─── Stored data ───

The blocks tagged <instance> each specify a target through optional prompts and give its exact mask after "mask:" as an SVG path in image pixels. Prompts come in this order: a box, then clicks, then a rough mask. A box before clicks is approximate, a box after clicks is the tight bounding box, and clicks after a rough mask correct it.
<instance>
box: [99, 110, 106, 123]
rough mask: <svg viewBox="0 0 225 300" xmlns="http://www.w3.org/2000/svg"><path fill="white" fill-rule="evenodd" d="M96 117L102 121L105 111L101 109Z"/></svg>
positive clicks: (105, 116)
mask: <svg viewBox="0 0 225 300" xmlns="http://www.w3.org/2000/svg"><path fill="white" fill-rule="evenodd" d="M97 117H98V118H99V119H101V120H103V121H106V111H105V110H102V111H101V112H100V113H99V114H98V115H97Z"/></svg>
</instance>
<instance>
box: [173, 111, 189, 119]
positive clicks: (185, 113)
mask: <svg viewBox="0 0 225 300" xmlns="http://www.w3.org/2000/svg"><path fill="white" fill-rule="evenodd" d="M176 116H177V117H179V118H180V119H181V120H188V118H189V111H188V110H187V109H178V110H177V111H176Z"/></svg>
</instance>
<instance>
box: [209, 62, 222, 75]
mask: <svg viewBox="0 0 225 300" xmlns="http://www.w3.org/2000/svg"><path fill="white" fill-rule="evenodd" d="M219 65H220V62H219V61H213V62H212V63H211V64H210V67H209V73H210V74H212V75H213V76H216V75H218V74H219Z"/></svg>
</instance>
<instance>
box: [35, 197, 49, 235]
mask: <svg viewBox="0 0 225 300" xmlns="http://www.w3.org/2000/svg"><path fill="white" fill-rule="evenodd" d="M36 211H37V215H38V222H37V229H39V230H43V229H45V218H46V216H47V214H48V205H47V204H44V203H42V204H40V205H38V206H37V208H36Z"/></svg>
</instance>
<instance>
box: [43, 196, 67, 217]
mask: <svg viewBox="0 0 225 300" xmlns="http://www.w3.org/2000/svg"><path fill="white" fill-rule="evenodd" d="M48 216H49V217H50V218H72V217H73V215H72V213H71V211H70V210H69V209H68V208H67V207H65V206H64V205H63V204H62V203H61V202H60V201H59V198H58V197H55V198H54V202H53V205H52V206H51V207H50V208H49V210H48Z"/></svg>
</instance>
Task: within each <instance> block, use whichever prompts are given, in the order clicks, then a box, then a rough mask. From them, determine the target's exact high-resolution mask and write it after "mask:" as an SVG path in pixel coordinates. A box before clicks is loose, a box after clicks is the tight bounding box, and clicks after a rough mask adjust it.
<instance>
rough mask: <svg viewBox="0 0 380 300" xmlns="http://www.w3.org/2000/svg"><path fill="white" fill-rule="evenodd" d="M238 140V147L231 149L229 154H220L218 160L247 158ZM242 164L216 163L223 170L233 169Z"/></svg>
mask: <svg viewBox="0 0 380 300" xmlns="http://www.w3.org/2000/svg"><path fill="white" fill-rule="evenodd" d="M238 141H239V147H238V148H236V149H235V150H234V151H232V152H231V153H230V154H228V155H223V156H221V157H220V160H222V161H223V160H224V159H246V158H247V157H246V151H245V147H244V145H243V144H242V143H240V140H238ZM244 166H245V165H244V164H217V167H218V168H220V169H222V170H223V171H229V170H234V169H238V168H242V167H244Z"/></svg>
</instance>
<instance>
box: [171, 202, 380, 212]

───

About this exercise >>
Count every line in the preceding entries where the string "each" appears, then state only the total.

Result >>
2